[Begin Provided passage]

And that brings us right back to our mission - to empower every person and every organization on the planet to achieve more.

- Satya Nadella, Chief Executive Officer, October 18, 2016

Despite the current blip on the world radar toward nationalism and protectionism, progress will ultimately prevail as it has for thousands of years, and we think Microsoft will continue to be a leading change agent in improving our lives through the ethical utilization of innovative technologies.

Are The Rank and File Satisfied?

A new addition to Value Investing for Main Street series is the measurement of employee satisfaction as well as the CEO approval rating. Although gathered from non-scientific data derived from the all too biased Internet, we feel a snapshot look at employee morale is worth a peek to see if further due diligence is in order.

According to Glassdoor, over 14,000 alleged Microsoft present and former employees who submitted online reviews have collectively rated the company 4 out of 5 stars. The most cited positive comment was "freedom to maintain work/life balance," which was also a sticking point for "parents of young children." The other most mentioned drawback was the "review system is problematic."

In response, Microsoft allegedly ditched employee reviews in 2015.

[End Provided passage]
[Begin Entries supplied]

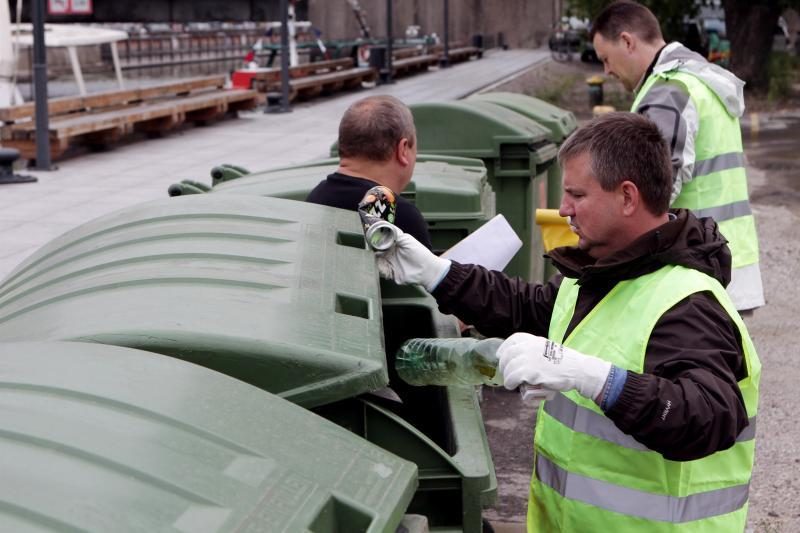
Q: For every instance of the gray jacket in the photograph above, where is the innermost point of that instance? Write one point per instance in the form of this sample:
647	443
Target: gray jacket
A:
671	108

[End Entries supplied]
[Begin Entries supplied]

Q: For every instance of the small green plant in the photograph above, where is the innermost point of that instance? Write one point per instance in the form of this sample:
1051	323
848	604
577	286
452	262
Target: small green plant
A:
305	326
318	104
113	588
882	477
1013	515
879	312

[End Entries supplied]

--- Exercise prompt ---
Write out the stretch of the Microsoft passage from "And that brings" through "and File Satisfied?", word for word.

--- Written solution ---
And that brings us right back to our mission - to empower every person and every organization on the planet to achieve more.

- Satya Nadella, Chief Executive Officer, October 18, 2016

Despite the current blip on the world radar toward nationalism and protectionism, progress will ultimately prevail as it has for thousands of years, and we think Microsoft will continue to be a leading change agent in improving our lives through the ethical utilization of innovative technologies.

Are The Rank and File Satisfied?